++++ Rows

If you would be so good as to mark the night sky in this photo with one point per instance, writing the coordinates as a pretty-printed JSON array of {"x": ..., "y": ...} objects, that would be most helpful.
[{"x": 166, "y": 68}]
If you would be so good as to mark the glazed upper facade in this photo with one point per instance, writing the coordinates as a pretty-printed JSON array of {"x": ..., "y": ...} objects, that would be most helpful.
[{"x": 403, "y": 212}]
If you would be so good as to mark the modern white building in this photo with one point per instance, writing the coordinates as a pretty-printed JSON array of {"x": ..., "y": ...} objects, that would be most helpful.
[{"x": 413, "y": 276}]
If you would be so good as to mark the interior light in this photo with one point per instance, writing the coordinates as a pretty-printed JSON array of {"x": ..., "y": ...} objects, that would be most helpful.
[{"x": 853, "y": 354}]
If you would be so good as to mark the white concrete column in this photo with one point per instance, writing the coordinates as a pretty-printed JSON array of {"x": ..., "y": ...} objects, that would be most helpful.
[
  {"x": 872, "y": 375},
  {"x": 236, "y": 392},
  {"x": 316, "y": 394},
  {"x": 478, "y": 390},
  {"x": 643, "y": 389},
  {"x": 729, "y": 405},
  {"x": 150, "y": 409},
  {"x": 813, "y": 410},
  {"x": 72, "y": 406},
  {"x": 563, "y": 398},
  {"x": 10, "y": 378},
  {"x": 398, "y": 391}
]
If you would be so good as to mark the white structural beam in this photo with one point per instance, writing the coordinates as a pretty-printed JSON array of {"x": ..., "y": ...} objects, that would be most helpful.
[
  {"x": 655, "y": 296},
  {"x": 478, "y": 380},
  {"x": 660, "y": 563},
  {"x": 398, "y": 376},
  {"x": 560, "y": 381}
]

++++++++

(What is being asked): Reproduce all of the data above, substituting "that would be greatly appreciated" for every occurrence of "that would be most helpful" and leaving everything else unchanged.

(Solution to this problem):
If you would be so good as to mark the night sky in this photo with one point per instance, writing the coordinates as a pretty-printed JSON array of {"x": ..., "y": ...} objects, that would be greatly appreciated.
[{"x": 166, "y": 68}]
If you would be so good as to mark the glazed upper facade in this photo with one point per instance, writing the coordinates as a pretty-printed JSON array of {"x": ..., "y": ...} objects, that would be greatly appreciated.
[{"x": 403, "y": 212}]
If you would be so good as to mark the modern white building in this photo with one point per instance, writing the coordinates as a pretty-printed JSON array of {"x": ..., "y": ...} objects, that would be greatly appreciated.
[{"x": 413, "y": 276}]
If you would be so good as to mark the interior light in this photo with one point per instance, writing the coordinates as a pretty-printed JSON array of {"x": ..., "y": ...} objects, that would be greatly appreciated.
[{"x": 853, "y": 354}]
If you would be so good as to mark the white concrete column in this photo with one point per instance, writing the coordinates as a pretty-printed JSON array of {"x": ..., "y": ...} objects, that would be greatly appreciated.
[
  {"x": 872, "y": 375},
  {"x": 236, "y": 392},
  {"x": 316, "y": 394},
  {"x": 478, "y": 390},
  {"x": 643, "y": 389},
  {"x": 729, "y": 405},
  {"x": 150, "y": 409},
  {"x": 813, "y": 410},
  {"x": 72, "y": 406},
  {"x": 563, "y": 398},
  {"x": 10, "y": 378},
  {"x": 398, "y": 391}
]
If you would be so good as to mark the white structural beam in this photo with one point per instance, writing the coordinates as a pretty-printed JSON array of {"x": ..., "y": ...} objects, that would be greatly appreciated.
[
  {"x": 655, "y": 296},
  {"x": 478, "y": 380},
  {"x": 660, "y": 563},
  {"x": 398, "y": 376},
  {"x": 560, "y": 381}
]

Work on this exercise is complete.